*Record set*:
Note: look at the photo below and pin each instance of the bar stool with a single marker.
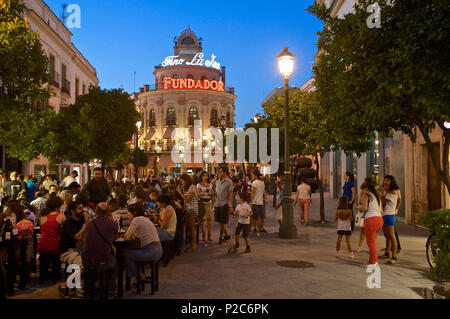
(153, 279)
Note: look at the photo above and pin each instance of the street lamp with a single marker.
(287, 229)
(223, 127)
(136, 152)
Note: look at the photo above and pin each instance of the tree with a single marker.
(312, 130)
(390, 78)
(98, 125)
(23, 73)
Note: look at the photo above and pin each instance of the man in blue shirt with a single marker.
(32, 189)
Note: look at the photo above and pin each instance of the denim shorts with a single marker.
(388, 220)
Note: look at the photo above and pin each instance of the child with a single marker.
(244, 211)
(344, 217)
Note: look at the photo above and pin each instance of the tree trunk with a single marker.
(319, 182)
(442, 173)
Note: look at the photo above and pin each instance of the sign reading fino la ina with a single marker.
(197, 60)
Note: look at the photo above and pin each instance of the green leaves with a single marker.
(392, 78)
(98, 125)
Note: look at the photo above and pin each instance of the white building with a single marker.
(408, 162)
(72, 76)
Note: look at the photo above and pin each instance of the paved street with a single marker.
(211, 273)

---

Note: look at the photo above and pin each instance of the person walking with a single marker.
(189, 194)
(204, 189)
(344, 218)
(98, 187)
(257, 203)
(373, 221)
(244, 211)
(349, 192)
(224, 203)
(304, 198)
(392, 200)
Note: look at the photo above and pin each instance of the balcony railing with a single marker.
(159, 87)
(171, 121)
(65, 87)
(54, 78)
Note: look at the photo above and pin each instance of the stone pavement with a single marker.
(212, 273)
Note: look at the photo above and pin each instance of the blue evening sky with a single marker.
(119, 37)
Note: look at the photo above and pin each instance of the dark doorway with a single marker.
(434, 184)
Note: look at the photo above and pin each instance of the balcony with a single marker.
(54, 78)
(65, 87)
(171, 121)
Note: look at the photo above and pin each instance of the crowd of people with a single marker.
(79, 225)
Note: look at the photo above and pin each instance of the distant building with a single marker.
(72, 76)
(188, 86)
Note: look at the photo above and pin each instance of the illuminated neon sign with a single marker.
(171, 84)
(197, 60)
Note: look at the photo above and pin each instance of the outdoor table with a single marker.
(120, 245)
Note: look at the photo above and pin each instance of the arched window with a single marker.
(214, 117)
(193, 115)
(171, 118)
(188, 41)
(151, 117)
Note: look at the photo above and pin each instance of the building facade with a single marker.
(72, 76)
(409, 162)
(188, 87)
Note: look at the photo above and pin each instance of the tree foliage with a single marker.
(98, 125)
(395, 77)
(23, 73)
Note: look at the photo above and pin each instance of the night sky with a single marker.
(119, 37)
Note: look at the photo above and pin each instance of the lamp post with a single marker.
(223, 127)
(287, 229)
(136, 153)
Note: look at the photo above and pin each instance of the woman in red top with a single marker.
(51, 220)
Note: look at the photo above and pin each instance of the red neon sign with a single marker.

*What is being asked*: Which lines in the records above contain the string "lamp"? Copy each one out.

*Exercise result*:
Note: look at the photo above and pin each instance of the street lamp with a single marker.
Note: look at the photo above and pin each instance of the lamp post with a single marker.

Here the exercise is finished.